Extracted text:
----------
These are just some of the many questions that retail giant Kohl’s wrestled with. The answer the retailer came to, according to Paul Gaffney, Kohl’s chief technology and supply chain officer, was to let AI take a shot at the decision-making.

“When you start allowing machine learning algorithms to make decisions, they sometimes make decisions that aren’t intuitive. They aren’t what the people would make,” Gaffney said.

AI makes a decision

Usually, the deciding factor when trying to pick where to ship from would be shipping costs, Gaffney said at VentureBeat’s Transform 2021 virtual summit. However, it also became clear to the company that when an item was left in inventory at a location where it takes longer to sell, it will eventually wind up being marked down, and that would hurt the bottom line.

“We had this nagging suspicion we were incurring more markdowns than we needed to. Could we be smarter and say, ‘Hey, how about if we sell the merchandise that we might have placed months ago in a spot where we now know it’s probably not going to sell in that store … so let’s pick it from that store and avoid the future markdown,’” Gaffney said.
----------
Excerpted data:

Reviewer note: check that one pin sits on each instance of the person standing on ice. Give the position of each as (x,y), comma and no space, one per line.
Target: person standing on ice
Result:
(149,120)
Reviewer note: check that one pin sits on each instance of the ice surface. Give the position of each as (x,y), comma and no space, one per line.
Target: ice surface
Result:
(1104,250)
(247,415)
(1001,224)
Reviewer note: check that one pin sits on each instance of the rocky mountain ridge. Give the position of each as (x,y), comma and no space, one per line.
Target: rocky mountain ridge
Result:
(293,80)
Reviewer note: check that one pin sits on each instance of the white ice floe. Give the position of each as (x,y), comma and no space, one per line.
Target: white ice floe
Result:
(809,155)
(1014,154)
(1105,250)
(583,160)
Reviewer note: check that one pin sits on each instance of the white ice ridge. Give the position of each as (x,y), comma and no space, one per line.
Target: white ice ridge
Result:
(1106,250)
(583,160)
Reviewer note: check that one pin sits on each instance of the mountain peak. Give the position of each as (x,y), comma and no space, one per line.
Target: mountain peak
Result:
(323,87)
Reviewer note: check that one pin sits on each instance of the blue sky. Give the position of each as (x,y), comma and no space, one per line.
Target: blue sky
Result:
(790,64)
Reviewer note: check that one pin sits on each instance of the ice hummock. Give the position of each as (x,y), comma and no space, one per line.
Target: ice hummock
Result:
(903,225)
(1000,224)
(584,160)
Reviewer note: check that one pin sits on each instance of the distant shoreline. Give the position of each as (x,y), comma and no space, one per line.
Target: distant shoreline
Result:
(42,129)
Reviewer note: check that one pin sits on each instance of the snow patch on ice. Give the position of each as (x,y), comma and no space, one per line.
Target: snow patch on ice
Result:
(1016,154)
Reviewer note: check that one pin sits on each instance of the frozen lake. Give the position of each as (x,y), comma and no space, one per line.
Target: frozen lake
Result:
----------
Activity 1:
In the Kohl's passage, what is Paul Gaffney's title at the company?
Activity 2:
Reproduce the Kohl's passage word for word, starting with "AI makes a decision" and going on through "the bottom line.".
Activity 3:
Write the next part of the Kohl's passage, picking up right after its final sentence.

Answer 1:
Chief technology and supply chain officer.

Answer 2:
AI makes a decision

Usually, the deciding factor when trying to pick where to ship from would be shipping costs, Gaffney said at VentureBeat’s Transform 2021 virtual summit. However, it also became clear to the company that when an item was left in inventory at a location where it takes longer to sell, it will eventually wind up being marked down, and that would hurt the bottom line.

Answer 3:
Kohl’s turned to partners to develop solutions for their supply chain optimization. Then came the leap of faith.

“What opened a bunch of doors for us was the willingness to say, ‘OK, we’re willing to risk a certain amount of money in the belief in the algorithm, and even if it doesn’t work, that investment in learning was good enough,’” Gaffney said. “And it turned out that it paid off.”

With successes in hand, Kohl’s is reflecting on its usage of AI, developing their in-house capability to exercise more control over their AI tools, and also considering further ways to optimize their stores beyond backend inventory management. For example, the data showed that each store has a different make up of customers, so the AI decides what kind of things to display to account for the different group of customers. Allowing the algorithm to suggest making changes to the products on sale at different stores based on customer data, resulted in “enormous positive upside,” said Gaffney.

Human experience

People should “educate themselves” on what machine learning can do, but also to understand how these advanced technologies can disrupt people’s work patterns. Enterprises need to think about ways to “purposefully re-engage” people in activities that aren’t conducive to machine learning.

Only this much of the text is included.